▶ O QUE FAZER: Edite o texto sobre a Rio8, reescrevendo tudo desde "Um fator que" até "visitando as obras." com "cooperação" substituído por "colaboração".

▶ TEXTO FORNECIDO:
+ + + + +

Após uma década, a Rio8 se tornou uma construtora de médio porte com 1,5 milhão de área construída e 122 funcionários. Tem empreendimentos na região serrana do Rio, Baixada Fluminense e se prepara para começar a construir também na capital em 2023. Especializada em imóveis econômicos, no mês que vem pretende expandir sua atuação para imóveis de médio e alto padrão.
‘Olhar feminino’: diferenciais
Na visão de Pereira, ter mulheres como gestoras gera negócios. “Mulher sabe priorizar e se organizar. Somos mães, donas de casa e trabalhamos. Temos uma visão ampla do negócio”.
Essas características ‘femininas’ a levaram a ter preferência por mulheres nas áreas de atendimento ao cliente e contas a receber. “Mulheres tendem a ser mais cuidadosas e atentas a detalhes. Na entrega das chaves e vistoria do imóvel, costumam criar situações onde as pessoas se sentem mais acolhidas”.
Um fator que influencia uma cultura diversa na Rio8, na visão da executiva, é a falta de estímulo a um ambiente de competição. “Em empresas majoritariamente masculinas vi muitas pessoas se massacrando, subindo em cima da outra. Na minha empresa, exijo cooperação”.
Para além dos números
Outra fortaleza da empresa, na visão da CEO, é a preocupação em não reduzir o negócio a números. Para isso, Pereira busca sair de uma gestão puramente administrativa e financeira para participar de todos os processos da empresa, inclusive visitando as obras.

+ + + + +

▶ CONJUNTO DE DADOS:
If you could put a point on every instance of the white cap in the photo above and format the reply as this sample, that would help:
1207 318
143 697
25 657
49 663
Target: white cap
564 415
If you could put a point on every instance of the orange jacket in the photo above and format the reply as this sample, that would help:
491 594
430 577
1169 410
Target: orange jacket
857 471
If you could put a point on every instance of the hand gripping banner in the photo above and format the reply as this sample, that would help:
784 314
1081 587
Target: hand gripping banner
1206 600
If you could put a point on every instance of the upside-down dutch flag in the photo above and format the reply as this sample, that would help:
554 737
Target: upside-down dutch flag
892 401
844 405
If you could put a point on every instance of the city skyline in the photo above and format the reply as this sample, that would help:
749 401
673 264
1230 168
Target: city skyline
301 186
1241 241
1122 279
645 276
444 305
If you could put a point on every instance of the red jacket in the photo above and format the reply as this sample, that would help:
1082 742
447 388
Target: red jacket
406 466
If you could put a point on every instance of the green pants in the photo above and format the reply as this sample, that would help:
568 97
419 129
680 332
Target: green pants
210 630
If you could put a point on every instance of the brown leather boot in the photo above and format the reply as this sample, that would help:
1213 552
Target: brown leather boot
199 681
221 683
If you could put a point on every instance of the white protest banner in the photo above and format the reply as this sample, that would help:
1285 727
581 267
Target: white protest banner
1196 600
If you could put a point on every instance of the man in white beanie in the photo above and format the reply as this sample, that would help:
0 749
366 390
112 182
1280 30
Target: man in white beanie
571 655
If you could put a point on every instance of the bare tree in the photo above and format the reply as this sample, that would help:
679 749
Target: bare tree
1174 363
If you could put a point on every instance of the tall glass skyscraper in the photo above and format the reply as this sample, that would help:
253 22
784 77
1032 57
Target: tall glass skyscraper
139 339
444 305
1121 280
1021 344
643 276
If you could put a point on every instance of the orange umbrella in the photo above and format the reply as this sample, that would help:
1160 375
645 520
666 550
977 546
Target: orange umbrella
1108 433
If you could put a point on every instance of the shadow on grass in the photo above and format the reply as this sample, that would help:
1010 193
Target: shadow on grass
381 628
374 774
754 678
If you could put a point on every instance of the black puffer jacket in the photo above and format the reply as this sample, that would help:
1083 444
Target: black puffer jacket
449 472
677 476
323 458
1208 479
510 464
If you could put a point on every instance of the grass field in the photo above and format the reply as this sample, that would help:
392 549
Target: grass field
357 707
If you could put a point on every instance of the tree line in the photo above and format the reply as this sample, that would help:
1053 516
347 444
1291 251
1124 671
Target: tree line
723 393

+ + + + +

▶ RESPOSTA ESCRITA:
Um fator que influencia uma cultura diversa na Rio8, na visão da executiva, é a falta de estímulo a um ambiente de competição. “Em empresas majoritariamente masculinas vi muitas pessoas se massacrando, subindo em cima da outra. Na minha empresa, exijo colaboração”.
Para além dos números
Outra fortaleza da empresa, na visão da CEO, é a preocupação em não reduzir o negócio a números. Para isso, Pereira busca sair de uma gestão puramente administrativa e financeira para participar de todos os processos da empresa, inclusive visitando as obras.